TO DO — Look through the records below for the line holding "negative clicks: (338, 147)". Write it out exactly, with each following line through the line holding "positive clicks: (35, 143)".
-------------------------
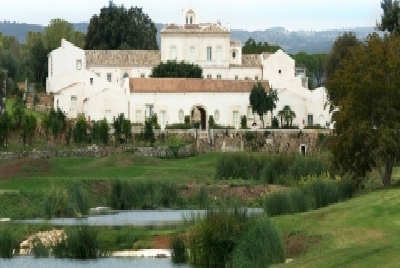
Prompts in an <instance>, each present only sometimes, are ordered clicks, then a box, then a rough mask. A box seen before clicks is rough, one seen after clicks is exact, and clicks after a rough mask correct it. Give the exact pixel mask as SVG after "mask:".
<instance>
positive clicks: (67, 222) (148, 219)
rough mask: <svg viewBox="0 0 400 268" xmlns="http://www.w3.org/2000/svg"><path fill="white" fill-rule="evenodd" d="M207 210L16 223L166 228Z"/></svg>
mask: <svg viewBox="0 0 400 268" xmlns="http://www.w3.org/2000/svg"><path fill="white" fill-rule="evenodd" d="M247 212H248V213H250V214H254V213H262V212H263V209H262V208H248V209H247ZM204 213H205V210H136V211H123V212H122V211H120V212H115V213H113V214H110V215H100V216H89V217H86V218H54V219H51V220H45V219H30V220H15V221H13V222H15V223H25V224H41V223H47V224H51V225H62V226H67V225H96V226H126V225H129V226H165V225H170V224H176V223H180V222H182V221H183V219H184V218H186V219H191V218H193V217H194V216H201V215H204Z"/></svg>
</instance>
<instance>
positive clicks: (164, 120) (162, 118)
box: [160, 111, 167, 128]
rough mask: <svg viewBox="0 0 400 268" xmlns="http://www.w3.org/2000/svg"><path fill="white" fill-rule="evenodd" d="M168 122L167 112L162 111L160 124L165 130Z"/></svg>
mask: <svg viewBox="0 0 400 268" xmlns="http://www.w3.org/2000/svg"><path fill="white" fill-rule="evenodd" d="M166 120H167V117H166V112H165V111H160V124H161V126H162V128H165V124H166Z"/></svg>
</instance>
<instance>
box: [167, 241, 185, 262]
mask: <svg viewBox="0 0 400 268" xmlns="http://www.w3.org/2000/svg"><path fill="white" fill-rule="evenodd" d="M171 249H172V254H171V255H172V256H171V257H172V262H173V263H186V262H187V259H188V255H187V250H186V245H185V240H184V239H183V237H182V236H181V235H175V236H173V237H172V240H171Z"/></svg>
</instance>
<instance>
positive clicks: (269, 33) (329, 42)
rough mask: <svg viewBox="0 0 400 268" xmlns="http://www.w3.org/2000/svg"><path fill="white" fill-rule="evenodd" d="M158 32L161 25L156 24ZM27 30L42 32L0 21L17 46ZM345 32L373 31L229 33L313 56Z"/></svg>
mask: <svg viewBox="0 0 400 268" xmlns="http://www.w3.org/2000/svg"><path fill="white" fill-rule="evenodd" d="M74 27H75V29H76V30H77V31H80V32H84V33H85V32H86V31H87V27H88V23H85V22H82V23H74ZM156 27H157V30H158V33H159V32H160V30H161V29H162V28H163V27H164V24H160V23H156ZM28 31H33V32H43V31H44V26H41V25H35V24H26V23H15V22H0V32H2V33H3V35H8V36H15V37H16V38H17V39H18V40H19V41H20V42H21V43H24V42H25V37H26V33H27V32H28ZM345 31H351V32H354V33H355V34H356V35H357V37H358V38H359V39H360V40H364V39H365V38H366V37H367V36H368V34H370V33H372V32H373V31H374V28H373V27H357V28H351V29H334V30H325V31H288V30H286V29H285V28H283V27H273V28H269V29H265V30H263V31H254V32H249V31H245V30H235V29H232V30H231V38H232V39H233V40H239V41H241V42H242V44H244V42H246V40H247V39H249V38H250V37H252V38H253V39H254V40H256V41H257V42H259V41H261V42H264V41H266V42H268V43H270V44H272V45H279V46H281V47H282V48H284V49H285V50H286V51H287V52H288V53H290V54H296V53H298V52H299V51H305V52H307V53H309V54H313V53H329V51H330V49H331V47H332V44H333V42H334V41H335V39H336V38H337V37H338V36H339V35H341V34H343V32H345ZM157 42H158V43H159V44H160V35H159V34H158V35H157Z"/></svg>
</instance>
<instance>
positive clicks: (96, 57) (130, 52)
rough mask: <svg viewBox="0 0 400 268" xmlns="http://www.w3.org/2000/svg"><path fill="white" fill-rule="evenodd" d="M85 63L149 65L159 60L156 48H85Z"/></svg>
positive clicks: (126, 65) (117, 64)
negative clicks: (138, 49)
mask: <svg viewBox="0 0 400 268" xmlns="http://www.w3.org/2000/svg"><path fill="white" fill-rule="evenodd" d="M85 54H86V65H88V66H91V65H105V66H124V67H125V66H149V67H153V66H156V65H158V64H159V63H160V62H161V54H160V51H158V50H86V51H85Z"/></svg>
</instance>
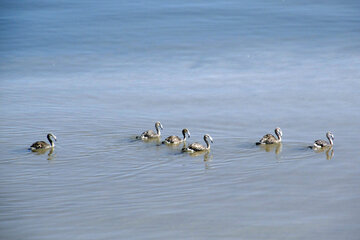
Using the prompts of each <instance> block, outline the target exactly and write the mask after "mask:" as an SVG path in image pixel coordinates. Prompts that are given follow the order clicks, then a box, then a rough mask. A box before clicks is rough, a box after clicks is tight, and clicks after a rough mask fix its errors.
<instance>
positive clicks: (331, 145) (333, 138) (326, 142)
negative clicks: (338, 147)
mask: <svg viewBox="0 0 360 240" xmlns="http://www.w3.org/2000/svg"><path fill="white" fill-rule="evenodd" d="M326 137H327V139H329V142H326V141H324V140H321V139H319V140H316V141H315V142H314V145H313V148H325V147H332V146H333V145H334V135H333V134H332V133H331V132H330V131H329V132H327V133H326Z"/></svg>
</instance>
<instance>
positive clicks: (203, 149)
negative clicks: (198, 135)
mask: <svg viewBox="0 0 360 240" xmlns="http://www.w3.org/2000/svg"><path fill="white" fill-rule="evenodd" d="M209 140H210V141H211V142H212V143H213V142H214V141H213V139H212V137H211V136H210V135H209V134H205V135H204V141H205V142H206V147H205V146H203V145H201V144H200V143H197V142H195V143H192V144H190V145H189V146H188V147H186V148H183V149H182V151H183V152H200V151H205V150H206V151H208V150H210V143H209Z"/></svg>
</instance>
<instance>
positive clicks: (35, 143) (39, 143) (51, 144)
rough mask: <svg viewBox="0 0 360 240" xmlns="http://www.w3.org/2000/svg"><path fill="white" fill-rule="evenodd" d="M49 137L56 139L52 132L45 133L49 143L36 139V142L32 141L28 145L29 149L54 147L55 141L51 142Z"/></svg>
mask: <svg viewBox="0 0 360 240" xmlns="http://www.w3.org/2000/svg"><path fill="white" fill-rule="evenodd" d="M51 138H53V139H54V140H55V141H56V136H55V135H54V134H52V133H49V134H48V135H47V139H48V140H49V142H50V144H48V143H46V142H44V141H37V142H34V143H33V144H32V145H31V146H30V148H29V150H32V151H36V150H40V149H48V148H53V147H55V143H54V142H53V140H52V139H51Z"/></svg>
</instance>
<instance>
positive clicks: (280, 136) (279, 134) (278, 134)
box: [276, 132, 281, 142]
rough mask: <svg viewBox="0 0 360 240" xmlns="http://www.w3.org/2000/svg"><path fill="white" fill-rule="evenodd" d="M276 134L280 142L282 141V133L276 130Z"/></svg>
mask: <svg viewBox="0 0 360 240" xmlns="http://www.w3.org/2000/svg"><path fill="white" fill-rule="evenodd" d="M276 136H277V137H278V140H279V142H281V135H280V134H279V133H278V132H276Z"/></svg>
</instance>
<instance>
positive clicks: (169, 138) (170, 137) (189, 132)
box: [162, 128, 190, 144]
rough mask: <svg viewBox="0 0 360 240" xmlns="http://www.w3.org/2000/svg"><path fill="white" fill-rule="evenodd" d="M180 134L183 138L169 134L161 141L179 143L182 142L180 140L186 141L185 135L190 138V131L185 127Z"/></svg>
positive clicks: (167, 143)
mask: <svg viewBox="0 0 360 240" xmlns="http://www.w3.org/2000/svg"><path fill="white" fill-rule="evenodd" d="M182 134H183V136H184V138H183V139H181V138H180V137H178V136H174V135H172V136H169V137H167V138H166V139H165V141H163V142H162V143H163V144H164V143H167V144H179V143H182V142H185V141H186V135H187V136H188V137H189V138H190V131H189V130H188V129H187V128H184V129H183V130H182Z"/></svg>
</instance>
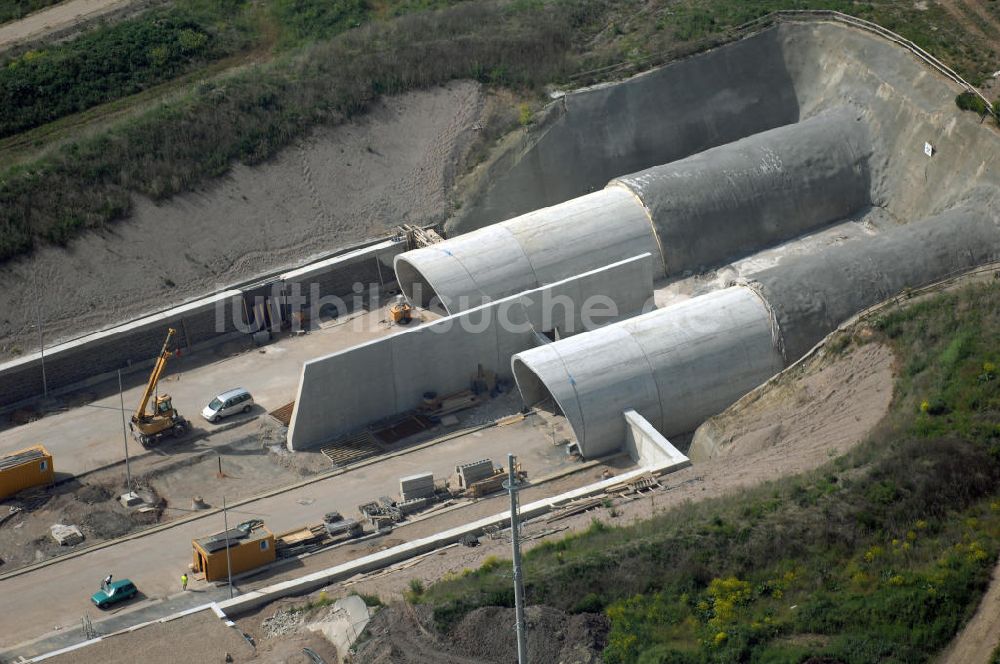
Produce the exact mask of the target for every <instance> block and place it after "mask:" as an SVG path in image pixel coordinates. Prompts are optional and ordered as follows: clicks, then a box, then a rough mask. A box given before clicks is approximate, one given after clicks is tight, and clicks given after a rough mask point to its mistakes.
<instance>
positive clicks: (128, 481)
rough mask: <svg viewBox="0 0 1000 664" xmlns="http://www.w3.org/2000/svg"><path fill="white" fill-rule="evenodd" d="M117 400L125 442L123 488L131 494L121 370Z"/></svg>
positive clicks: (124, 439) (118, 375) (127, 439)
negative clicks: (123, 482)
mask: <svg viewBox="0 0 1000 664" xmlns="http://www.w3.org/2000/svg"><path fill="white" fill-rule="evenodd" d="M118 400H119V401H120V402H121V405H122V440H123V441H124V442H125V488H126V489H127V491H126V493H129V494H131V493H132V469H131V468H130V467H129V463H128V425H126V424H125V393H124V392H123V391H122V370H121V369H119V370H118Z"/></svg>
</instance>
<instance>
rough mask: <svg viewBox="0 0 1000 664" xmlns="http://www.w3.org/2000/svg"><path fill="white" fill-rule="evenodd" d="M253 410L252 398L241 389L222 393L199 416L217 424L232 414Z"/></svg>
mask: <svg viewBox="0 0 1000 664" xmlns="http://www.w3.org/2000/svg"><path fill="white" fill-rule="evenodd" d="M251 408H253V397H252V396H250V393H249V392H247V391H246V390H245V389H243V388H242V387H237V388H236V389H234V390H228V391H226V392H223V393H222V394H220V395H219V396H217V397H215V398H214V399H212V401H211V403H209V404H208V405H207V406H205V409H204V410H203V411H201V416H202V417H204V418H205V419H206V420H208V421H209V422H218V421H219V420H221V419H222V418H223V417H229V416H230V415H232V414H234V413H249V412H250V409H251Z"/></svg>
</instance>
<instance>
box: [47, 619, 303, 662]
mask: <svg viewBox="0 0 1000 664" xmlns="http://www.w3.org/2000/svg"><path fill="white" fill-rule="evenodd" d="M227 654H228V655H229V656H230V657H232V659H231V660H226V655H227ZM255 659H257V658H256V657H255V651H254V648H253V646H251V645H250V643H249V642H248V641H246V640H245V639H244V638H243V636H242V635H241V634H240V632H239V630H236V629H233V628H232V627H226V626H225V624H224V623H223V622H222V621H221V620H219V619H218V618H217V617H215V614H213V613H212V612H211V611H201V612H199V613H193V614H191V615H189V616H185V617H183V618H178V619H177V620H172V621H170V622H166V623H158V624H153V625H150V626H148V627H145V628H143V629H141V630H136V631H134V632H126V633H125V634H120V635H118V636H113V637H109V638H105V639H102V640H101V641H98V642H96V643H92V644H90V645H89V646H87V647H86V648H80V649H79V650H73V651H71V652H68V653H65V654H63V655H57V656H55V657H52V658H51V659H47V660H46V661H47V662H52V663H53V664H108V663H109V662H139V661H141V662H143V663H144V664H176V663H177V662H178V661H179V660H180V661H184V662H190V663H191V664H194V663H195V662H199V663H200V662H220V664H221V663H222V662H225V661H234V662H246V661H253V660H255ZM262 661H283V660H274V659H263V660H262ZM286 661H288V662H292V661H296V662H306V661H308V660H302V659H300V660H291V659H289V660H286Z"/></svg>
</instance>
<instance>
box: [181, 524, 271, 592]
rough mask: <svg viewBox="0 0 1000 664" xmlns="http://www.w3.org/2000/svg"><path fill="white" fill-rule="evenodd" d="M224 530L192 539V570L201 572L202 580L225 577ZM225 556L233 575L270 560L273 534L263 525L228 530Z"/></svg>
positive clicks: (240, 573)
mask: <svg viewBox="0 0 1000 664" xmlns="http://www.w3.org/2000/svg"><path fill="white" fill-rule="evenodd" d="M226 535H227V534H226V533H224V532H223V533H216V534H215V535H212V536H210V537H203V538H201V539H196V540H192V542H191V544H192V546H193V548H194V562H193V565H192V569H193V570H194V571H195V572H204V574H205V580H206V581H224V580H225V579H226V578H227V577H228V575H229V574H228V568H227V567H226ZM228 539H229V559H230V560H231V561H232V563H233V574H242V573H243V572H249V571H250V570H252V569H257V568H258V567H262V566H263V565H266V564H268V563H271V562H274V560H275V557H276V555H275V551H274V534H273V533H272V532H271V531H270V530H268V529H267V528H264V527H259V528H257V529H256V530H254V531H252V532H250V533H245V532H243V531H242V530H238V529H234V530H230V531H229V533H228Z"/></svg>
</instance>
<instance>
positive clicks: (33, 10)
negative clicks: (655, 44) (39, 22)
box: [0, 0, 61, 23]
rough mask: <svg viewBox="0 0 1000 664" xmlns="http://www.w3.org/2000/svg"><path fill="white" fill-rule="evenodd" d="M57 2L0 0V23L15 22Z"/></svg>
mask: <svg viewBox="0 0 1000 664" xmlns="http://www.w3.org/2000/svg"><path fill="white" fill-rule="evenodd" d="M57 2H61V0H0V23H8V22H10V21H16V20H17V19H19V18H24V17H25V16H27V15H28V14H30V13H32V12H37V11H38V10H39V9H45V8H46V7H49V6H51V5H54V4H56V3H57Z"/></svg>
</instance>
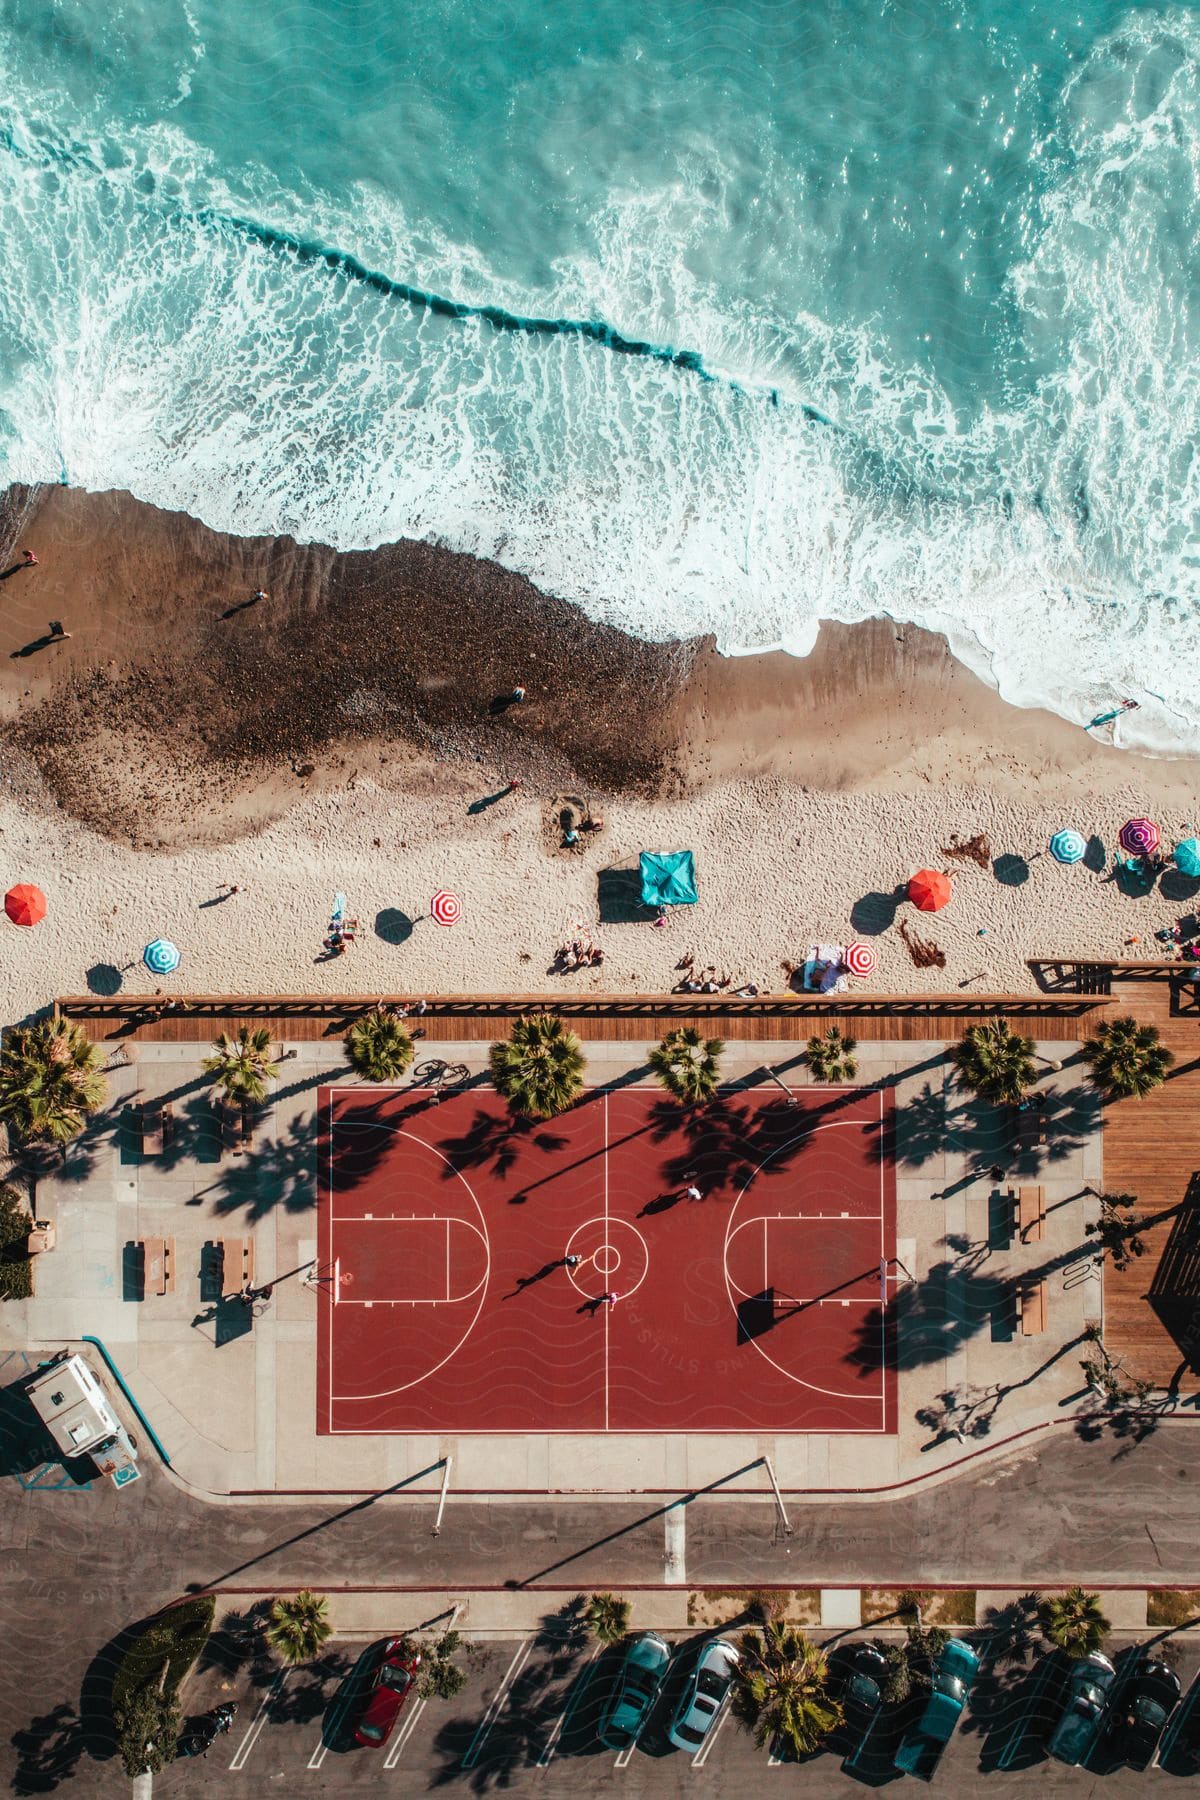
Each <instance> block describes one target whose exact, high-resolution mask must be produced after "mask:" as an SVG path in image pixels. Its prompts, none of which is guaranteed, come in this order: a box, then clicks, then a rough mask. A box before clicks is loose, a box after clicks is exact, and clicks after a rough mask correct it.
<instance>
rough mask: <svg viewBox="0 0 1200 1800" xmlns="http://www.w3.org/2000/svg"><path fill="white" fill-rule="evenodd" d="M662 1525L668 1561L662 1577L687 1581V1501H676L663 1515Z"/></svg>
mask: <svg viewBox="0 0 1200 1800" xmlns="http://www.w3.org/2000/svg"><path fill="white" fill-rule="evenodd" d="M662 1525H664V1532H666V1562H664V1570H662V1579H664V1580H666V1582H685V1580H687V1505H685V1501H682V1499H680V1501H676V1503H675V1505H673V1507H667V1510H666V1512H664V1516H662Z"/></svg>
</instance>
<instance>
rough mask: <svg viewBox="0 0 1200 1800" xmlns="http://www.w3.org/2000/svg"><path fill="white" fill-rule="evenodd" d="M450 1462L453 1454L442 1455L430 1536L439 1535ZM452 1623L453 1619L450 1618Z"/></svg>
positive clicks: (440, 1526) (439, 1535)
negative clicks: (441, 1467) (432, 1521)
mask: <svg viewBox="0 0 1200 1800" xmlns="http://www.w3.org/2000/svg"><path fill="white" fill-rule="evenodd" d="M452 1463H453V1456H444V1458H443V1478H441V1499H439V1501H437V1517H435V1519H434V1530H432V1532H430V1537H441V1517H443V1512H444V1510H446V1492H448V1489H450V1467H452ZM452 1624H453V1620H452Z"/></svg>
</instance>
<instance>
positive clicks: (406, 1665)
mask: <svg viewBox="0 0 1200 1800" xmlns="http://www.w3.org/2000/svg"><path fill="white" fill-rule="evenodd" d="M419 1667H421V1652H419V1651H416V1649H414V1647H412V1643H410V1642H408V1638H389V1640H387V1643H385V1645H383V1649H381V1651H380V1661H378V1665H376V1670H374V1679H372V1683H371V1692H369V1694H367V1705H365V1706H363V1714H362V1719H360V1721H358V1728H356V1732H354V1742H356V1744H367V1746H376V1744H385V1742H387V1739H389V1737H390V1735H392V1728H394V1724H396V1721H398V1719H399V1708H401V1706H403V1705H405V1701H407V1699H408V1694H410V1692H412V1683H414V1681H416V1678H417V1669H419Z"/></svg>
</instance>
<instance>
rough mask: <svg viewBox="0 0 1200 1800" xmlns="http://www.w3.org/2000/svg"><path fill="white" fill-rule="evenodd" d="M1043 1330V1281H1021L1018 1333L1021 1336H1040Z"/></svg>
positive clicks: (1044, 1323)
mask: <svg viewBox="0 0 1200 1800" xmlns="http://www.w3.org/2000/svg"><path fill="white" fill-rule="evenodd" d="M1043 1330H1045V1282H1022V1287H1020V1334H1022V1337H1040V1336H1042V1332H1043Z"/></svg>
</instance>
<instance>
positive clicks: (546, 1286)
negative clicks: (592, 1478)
-------------------------
TASK OUTPUT —
negative clicks: (338, 147)
mask: <svg viewBox="0 0 360 240" xmlns="http://www.w3.org/2000/svg"><path fill="white" fill-rule="evenodd" d="M326 137H327V139H329V142H326V141H324V140H321V139H319V140H316V141H315V142H314V145H313V148H325V147H332V146H333V145H334V135H333V134H332V133H331V132H330V131H329V132H327V133H326Z"/></svg>
</instance>
<instance>
positive clicks: (203, 149)
negative clicks: (198, 135)
mask: <svg viewBox="0 0 360 240" xmlns="http://www.w3.org/2000/svg"><path fill="white" fill-rule="evenodd" d="M209 140H210V141H211V142H212V143H213V142H214V141H213V139H212V137H211V136H210V135H209V134H205V135H204V141H205V142H206V147H205V146H203V145H201V144H200V143H197V142H195V143H192V144H190V145H189V146H188V147H186V148H183V149H182V151H183V152H200V151H205V150H206V151H208V150H210V143H209Z"/></svg>
</instance>
<instance>
positive clicks: (35, 143) (39, 143) (51, 144)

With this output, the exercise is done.